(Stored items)
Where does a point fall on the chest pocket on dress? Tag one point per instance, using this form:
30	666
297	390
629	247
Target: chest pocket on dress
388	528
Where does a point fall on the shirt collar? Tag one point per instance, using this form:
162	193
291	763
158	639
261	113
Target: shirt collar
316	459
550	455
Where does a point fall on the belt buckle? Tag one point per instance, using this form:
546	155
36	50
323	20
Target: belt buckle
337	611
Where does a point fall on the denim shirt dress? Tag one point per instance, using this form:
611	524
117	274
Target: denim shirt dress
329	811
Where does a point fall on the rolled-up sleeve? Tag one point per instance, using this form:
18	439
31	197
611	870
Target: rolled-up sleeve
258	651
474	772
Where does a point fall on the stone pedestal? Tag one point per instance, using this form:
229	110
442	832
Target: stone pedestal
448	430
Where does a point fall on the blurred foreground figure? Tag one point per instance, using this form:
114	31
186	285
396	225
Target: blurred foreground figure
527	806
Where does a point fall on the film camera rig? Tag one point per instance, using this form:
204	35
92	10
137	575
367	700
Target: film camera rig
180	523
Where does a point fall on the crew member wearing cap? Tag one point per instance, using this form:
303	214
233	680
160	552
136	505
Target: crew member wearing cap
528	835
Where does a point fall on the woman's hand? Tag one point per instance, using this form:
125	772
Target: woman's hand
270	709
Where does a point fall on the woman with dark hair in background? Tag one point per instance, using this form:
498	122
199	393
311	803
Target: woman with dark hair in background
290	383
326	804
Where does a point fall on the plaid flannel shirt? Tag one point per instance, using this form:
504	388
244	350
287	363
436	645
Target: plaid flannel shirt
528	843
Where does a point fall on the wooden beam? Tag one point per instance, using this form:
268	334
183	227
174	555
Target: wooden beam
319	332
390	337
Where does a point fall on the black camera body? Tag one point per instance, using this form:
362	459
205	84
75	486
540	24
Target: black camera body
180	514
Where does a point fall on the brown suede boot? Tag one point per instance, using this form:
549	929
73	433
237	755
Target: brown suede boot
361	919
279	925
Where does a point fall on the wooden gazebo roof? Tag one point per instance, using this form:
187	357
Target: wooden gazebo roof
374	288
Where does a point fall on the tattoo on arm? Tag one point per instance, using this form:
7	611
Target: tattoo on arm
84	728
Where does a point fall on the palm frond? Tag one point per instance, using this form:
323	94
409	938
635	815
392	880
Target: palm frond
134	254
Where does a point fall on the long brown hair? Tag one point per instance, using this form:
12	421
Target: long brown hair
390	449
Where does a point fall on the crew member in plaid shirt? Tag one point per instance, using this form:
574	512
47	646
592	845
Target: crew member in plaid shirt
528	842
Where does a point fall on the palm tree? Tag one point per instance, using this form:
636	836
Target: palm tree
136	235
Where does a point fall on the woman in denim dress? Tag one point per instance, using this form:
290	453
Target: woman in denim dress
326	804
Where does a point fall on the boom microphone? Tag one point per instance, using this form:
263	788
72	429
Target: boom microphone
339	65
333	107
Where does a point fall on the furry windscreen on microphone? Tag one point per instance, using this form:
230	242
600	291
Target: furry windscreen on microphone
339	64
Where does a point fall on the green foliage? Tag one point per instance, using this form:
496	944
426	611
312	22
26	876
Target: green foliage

...

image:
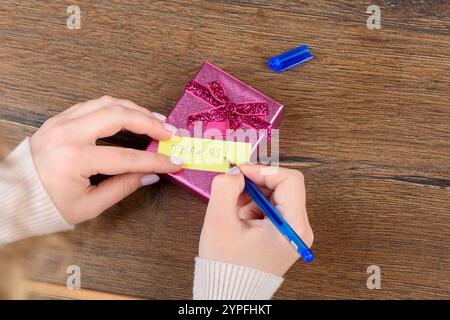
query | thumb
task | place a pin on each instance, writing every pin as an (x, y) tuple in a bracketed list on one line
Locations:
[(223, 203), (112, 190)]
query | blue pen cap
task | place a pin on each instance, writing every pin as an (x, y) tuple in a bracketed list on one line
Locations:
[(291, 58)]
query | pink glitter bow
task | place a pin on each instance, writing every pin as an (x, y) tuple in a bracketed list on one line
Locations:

**PROBLEM TO WORK ON:** Run a filter over the data above and keep each line that contains the word "green".

**OUTPUT FOR THIS EXERCISE:**
Where does a point fall on the green foliage? Tag one point per instance, using this form:
Target: green foliage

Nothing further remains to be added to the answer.